↓↓↓
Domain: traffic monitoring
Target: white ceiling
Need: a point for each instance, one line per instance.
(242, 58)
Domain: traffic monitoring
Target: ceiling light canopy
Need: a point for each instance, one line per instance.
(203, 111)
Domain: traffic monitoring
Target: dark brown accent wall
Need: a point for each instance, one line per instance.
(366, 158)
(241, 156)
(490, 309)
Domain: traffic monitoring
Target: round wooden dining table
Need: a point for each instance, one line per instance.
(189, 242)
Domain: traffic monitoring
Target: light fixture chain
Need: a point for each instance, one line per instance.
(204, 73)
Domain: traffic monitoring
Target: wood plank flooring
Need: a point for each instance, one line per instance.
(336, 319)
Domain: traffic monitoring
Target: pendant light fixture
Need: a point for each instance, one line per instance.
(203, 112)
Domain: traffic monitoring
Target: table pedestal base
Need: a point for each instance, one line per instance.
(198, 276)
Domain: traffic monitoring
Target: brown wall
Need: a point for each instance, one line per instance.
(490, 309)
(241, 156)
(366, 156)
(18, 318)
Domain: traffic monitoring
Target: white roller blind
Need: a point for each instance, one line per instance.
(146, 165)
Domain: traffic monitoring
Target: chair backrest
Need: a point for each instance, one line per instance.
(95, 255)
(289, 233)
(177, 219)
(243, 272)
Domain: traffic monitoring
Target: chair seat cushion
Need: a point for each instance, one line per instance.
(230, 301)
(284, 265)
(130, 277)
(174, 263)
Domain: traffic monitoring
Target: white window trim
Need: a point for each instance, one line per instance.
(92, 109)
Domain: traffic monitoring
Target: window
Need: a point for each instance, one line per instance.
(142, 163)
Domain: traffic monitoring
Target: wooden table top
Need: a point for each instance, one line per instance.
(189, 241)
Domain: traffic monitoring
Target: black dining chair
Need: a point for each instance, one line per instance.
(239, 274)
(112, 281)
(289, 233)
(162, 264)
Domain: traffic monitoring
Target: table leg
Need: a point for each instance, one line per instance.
↑↑↑
== Your objective ==
Word for word, transcribe all of the entries shown above.

== Answer to this exercise ==
Domain: traffic monitoring
Target: white ceiling
Need: a point for each instance, one line per instance.
(242, 58)
Domain: traffic monitoring
Target: ceiling light canopy
Need: a point for each instance, one line per instance.
(203, 111)
Domain: traffic monitoring
Target: dark brown accent wall
Need: a point for each instance, one line per instance.
(366, 158)
(241, 156)
(490, 309)
Domain: traffic monitoring
Target: round wooden dining table
Need: a point for each instance, one line per instance.
(189, 242)
Domain: traffic monitoring
Target: light fixture chain
Need: a point for each instance, one line per instance.
(204, 73)
Domain: traffic monitoring
Target: wood plank flooring
Need: a point for each instance, one line per instance.
(336, 319)
Domain: traffic monitoring
Target: pendant light fixture
Need: a point for each instance, one line per instance.
(203, 112)
Domain: traffic monitoring
Target: table pedestal base
Need: a point for each instance, one line per instance.
(198, 276)
Domain: traffic monitoring
Target: brown wall
Need: a point for each instance, one line per instance.
(490, 309)
(241, 156)
(366, 156)
(18, 318)
Domain: traffic monitoring
Target: white roller blind
Need: a point for each instance, one line per instance.
(146, 165)
Domain: traffic monitoring
Target: chair backrest
Need: a point for each instance, one line per instance.
(95, 255)
(289, 233)
(177, 219)
(243, 272)
Domain: traffic monitoring
Target: chair seat cushion
Need: a point for each instance, one line per instance.
(230, 301)
(284, 265)
(130, 277)
(174, 263)
Domain: traffic monitoring
Target: white window trim
Need: a point for each instance, one line per instance.
(92, 109)
Domain: traffic monitoring
Target: window
Need: a point for each instance, one line per instance.
(142, 163)
Domain: traffic monitoring
Target: wooden table top
Need: a point for each instance, one line per instance.
(189, 241)
Domain: traffic monitoring
Target: black dining chair
Need: a point for each instance, one line per instance.
(239, 274)
(112, 281)
(289, 233)
(162, 264)
Domain: traffic monitoring
Target: table leg
Need: a point for each instance, one line per instance.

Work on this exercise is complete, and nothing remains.